** Source extract **

%%

Monthly Archives: August 2016

Don’t try this at home

I passed supermom mode one bar of chocolate ago and am now in a fuzzy, confusing place. This day started way too early ago with my second little darling starting school. Let’s just say my blue-eyed challenging humdinger of a baby has made it out into the real world. To say that he inherited his mommy’s spirited streak does neither of us justice but it is safe to say that around this day, some five years ago he looked into my eyes on his arrival (trust me, this kid could see), and I knew it was going to be an interesting journey, to say the least.

So at nine am, I left him at the classroom and with him my heart for he for all his wildness is the funniest most lovable rogue that a mommy ever had the pleasure to know. He was happy, I was happy-ish. Arriving home, I was intent on making the day perfect (eeek) and started into baking the first-day-at-school-cake while trying to give our third son a bit more attention given that he was now the centre of all my attention. So the cake, think jam and jelly and cream and fruit squashed between two sponge layers. Delicious. But no, why stop there. My eldest was starting into a new class too, why his favorite, he would have to have meatballs. And the third little boy could help. Sigh.

%%

** Stated goal A **
Rewrite the rows as a Markdown table with the columns Row and Line, starting at the row that contains "Task: indicate the textured" and ending at the row that contains "[(400, 261), (525, 273)]". Leave out any blank lines.
The blog post above and the rows after it are unrelated to each other.

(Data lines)

%%

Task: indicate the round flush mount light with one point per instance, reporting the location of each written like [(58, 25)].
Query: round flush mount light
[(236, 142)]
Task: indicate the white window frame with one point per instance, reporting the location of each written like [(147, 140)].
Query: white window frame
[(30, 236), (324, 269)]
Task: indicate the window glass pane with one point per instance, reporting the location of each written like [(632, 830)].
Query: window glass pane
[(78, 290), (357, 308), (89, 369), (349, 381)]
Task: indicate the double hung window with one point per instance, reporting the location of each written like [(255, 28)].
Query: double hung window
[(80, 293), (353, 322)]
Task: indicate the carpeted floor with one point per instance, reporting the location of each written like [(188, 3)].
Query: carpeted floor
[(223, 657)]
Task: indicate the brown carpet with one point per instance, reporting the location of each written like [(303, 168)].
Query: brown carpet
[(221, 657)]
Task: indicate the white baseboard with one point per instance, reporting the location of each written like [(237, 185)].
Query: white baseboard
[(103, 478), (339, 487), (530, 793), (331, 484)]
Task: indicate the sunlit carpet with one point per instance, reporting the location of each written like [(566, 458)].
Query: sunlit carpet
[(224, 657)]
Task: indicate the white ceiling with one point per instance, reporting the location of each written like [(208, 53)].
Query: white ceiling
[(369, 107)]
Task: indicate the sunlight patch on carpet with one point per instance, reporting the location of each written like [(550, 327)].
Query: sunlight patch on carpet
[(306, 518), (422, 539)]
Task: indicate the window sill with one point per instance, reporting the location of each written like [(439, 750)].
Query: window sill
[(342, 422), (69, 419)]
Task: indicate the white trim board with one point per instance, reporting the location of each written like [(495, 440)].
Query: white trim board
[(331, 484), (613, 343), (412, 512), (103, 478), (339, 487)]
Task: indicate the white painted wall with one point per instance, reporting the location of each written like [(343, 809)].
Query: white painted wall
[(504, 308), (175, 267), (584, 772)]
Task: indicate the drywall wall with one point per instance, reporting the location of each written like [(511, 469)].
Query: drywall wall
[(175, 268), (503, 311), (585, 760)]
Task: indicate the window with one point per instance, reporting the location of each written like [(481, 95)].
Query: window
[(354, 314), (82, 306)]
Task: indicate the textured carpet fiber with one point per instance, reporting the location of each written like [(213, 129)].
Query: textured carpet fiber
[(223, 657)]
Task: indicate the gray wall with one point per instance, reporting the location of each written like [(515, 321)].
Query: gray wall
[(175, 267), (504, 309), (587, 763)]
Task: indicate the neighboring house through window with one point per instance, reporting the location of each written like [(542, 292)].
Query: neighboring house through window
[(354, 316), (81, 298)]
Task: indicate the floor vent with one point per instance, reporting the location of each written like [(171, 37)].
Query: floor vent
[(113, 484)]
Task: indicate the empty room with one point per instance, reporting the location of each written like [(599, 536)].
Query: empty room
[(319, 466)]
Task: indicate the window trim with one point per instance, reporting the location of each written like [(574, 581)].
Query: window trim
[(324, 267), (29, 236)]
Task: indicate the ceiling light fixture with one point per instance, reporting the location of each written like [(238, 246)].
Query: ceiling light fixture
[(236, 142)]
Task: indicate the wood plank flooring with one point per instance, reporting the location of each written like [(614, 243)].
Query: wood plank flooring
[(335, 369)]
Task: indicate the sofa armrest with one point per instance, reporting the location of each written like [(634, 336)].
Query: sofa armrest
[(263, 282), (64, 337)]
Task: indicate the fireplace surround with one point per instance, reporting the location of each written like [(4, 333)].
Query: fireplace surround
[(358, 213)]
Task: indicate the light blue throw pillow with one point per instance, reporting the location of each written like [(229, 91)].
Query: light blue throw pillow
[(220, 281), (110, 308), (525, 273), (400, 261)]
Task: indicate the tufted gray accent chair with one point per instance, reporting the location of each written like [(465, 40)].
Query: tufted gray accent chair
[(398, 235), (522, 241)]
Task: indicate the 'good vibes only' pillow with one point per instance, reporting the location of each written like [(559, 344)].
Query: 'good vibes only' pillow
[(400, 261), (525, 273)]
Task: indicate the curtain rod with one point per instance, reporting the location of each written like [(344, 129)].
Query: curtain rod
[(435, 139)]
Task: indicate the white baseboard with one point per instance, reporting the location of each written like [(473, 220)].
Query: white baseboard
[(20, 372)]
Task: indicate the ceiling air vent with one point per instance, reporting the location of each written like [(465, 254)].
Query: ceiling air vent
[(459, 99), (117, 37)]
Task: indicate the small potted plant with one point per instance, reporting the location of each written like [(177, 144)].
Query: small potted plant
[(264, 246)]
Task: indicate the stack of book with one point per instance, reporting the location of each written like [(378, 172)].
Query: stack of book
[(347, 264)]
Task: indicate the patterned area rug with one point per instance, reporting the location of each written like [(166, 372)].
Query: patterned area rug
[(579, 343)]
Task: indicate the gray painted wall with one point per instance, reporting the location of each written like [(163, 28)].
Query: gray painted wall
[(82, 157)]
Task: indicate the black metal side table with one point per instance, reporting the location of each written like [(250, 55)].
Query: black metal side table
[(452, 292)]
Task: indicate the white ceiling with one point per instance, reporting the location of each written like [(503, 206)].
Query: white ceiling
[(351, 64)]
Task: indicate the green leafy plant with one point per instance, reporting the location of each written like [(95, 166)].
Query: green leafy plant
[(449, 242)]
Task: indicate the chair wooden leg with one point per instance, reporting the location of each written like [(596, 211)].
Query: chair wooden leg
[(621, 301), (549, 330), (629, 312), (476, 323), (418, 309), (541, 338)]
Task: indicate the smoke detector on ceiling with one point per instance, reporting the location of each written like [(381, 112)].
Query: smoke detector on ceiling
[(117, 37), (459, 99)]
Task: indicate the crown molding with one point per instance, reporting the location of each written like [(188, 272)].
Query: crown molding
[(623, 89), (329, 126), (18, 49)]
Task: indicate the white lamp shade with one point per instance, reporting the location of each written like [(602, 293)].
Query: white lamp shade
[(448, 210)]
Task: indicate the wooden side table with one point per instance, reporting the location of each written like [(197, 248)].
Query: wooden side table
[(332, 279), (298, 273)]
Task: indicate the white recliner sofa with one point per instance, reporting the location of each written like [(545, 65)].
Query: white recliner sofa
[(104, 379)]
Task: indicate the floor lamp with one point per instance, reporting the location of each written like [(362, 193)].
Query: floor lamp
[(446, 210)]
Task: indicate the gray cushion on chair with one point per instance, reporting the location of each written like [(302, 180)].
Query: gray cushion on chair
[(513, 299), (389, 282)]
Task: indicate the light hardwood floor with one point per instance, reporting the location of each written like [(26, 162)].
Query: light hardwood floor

%%

** Stated goal B **
In the blog post, at what time did the writer leave the second son at the classroom?

** Right answer A **
| Row | Line |
|---|---|
| 1 | Task: indicate the textured carpet fiber with one point per instance, reporting the location of each written like [(213, 129)]. |
| 2 | Query: textured carpet fiber |
| 3 | [(223, 657)] |
| 4 | Task: indicate the gray wall with one point per instance, reporting the location of each written like [(515, 321)]. |
| 5 | Query: gray wall |
| 6 | [(175, 267), (504, 309), (587, 763)] |
| 7 | Task: indicate the neighboring house through window with one point per instance, reporting the location of each written like [(542, 292)]. |
| 8 | Query: neighboring house through window |
| 9 | [(354, 316), (81, 298)] |
| 10 | Task: indicate the floor vent with one point per instance, reporting the location of each written like [(171, 37)]. |
| 11 | Query: floor vent |
| 12 | [(113, 484)] |
| 13 | Task: indicate the empty room with one point per instance, reporting the location of each written like [(599, 536)]. |
| 14 | Query: empty room |
| 15 | [(319, 466)] |
| 16 | Task: indicate the window trim with one point per instance, reporting the location of each written like [(574, 581)]. |
| 17 | Query: window trim |
| 18 | [(324, 267), (29, 236)] |
| 19 | Task: indicate the ceiling light fixture with one point per instance, reporting the location of each written like [(238, 246)]. |
| 20 | Query: ceiling light fixture |
| 21 | [(236, 142)] |
| 22 | Task: indicate the wood plank flooring with one point per instance, reporting the location of each written like [(614, 243)]. |
| 23 | Query: wood plank flooring |
| 24 | [(335, 369)] |
| 25 | Task: indicate the sofa armrest with one point per instance, reporting the location of each written like [(634, 336)]. |
| 26 | Query: sofa armrest |
| 27 | [(263, 282), (64, 337)] |
| 28 | Task: indicate the fireplace surround with one point per instance, reporting the location of each written like [(4, 333)]. |
| 29 | Query: fireplace surround |
| 30 | [(358, 213)] |
| 31 | Task: indicate the light blue throw pillow with one point per instance, reporting the location of each written like [(229, 91)]. |
| 32 | Query: light blue throw pillow |
| 33 | [(220, 281), (110, 308), (525, 273), (400, 261)] |
| 34 | Task: indicate the tufted gray accent chair with one point per instance, reporting the location of each written like [(465, 40)]. |
| 35 | Query: tufted gray accent chair |
| 36 | [(398, 235), (522, 241)] |
| 37 | Task: indicate the 'good vibes only' pillow with one point per instance, reporting the location of each written like [(559, 344)]. |
| 38 | Query: 'good vibes only' pillow |
| 39 | [(400, 261), (525, 273)] |

** Right answer B **
At nine am.